### Task brief
Exact transcription of the data below is required, without the images.

### Excerpted records
════════

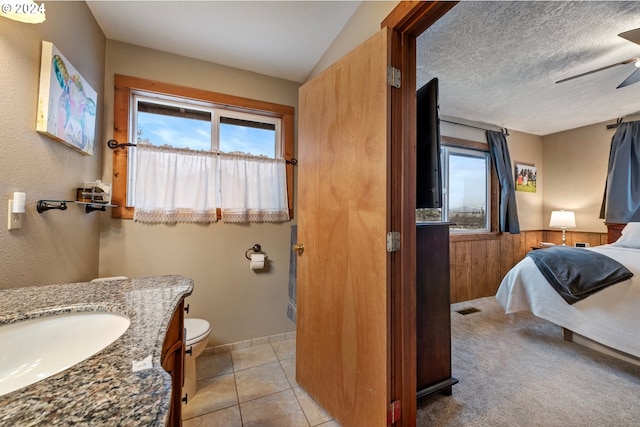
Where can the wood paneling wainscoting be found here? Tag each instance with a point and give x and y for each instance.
(479, 262)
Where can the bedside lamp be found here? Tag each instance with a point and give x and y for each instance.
(563, 219)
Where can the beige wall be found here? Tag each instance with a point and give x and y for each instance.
(239, 303)
(575, 174)
(364, 23)
(55, 246)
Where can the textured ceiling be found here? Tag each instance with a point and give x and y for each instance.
(497, 63)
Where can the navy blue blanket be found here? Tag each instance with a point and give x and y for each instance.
(576, 273)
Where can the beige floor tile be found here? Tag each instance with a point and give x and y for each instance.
(213, 394)
(260, 381)
(250, 357)
(228, 417)
(289, 368)
(276, 410)
(315, 414)
(285, 349)
(213, 365)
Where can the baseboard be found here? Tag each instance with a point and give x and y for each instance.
(226, 348)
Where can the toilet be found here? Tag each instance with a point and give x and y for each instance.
(197, 336)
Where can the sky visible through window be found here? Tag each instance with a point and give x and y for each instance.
(183, 132)
(467, 182)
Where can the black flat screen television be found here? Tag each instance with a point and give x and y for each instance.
(428, 178)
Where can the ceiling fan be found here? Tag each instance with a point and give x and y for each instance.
(632, 36)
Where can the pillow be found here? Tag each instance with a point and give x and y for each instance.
(630, 237)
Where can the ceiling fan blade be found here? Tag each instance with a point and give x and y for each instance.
(633, 78)
(626, 61)
(631, 35)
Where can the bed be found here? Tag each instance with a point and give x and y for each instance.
(610, 316)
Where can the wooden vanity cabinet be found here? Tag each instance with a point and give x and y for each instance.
(433, 309)
(173, 363)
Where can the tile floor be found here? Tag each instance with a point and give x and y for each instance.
(253, 386)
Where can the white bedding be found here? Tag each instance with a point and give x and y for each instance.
(610, 316)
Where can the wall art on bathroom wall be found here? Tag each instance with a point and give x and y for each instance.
(66, 102)
(526, 177)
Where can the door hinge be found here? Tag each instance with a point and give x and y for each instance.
(393, 241)
(394, 412)
(393, 76)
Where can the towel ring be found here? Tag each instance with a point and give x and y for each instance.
(255, 248)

════════

### Exercise solution
Where can the wood paneling wainscoting be found here? Tag each instance with a point and give x and y for each instance.
(479, 262)
Where can the bedside lamp be found here? Tag each instance with a point and give x and y for each instance.
(563, 219)
Where can the beige wall be found here? Tag each instance with a point and give x and y for each instance.
(239, 303)
(575, 174)
(364, 23)
(55, 246)
Where can the textured ceiling be found here? Tag each instance with a point and give x and y for each instance.
(497, 63)
Where can the navy blue blanket be found here? Tag each instance with a point and give x and y for each instance.
(576, 273)
Where can the beige floor tile be found here? Tag each instance with a point and give x and y for each instance.
(213, 394)
(260, 381)
(250, 357)
(228, 417)
(289, 368)
(276, 410)
(315, 414)
(285, 349)
(213, 365)
Where can the baseboard be found here? Tag each instance with a point and give x and y for each instance.
(226, 348)
Where can the toilet be found here? Tag each instance with a point and give x and y for each instance.
(197, 336)
Where can the sky visible through window be found here? Tag each instance with a point and give x and y for each instance.
(183, 132)
(467, 182)
Where can the black flat screen television be found here? Tag each instance with a point and give x and y for each instance.
(428, 178)
Where can the ceiling fan be found here? Tag each instance with a point and give x and y for each instance.
(632, 36)
Where can the pillow be found here? Tag each instance with a point and give x and y for each instance.
(630, 237)
Where can the ceiling fan blade be found here? Tag each instance with a point and give x and y for each instance.
(633, 78)
(626, 61)
(631, 35)
Where can the bed be found here? Tag each instance with a point and give x and y for each instance.
(610, 316)
Where can the wooden vanity cabinet be found here? Tag each instance with a point and give x and y for each instance.
(433, 309)
(173, 363)
Where can the tile floor be found here? Tag each instance with a point and give x and y for each instance.
(253, 386)
Where can the white bedding be found here? Tag each instance with a point and give x and y for each instance.
(610, 316)
Where can the wall art on bathroom wall be found here? Tag each instance with a point and give x and y for each instance.
(66, 102)
(526, 177)
Where can the door hinge be found here? Tag each instance with a point and give x and y for each instance.
(393, 241)
(394, 412)
(393, 76)
Where can the towel ring be found here? Tag each instance with a point and give x and y for each instance.
(255, 248)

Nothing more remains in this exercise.